## Exercise description
Which lines run from the one containing "Every instance of the asphalt" to the end of the entries below? Retype exactly those, both ends included.

## Records provided
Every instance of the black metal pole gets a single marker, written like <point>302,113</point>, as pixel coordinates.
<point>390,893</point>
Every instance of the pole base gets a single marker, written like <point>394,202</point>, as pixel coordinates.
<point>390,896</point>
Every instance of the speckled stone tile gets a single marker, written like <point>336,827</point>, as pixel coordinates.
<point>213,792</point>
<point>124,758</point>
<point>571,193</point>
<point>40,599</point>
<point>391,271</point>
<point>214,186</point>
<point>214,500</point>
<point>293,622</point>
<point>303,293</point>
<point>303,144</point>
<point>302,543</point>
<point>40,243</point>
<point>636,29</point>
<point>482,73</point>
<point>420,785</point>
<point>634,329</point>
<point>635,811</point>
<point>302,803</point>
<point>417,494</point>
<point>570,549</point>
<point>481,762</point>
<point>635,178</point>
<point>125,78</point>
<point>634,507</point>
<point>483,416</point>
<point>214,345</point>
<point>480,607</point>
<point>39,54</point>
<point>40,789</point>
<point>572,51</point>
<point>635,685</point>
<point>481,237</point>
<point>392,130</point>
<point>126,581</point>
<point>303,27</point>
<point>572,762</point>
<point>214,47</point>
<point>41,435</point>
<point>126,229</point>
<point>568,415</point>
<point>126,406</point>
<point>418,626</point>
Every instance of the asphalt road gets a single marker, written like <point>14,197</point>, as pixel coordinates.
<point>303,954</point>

## Exercise response
Every instance of the asphalt road gets a single marker, written like <point>14,197</point>, as pixel coordinates.
<point>303,954</point>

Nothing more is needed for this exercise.